• **Task prompt**:
Please write down the records below word for word, and leave the pictures out of your answer.

• **Input data**:
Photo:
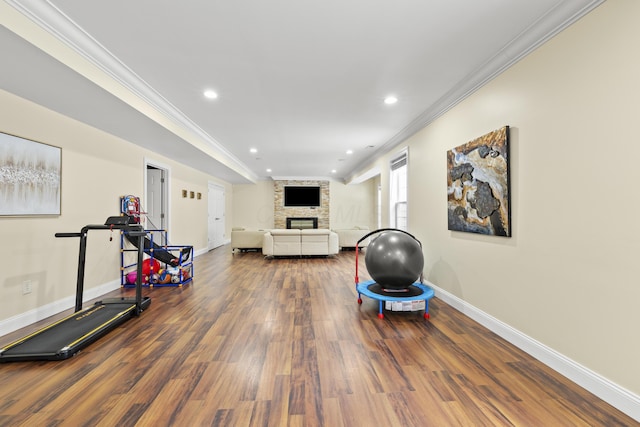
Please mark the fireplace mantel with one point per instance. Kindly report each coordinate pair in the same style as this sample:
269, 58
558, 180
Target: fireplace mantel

• **Worked answer**:
Photo:
Please mark the fireplace mantel with one point per instance. Kindly report each coordinate pair in the same style as this sample:
269, 58
558, 180
Target: fireplace mantel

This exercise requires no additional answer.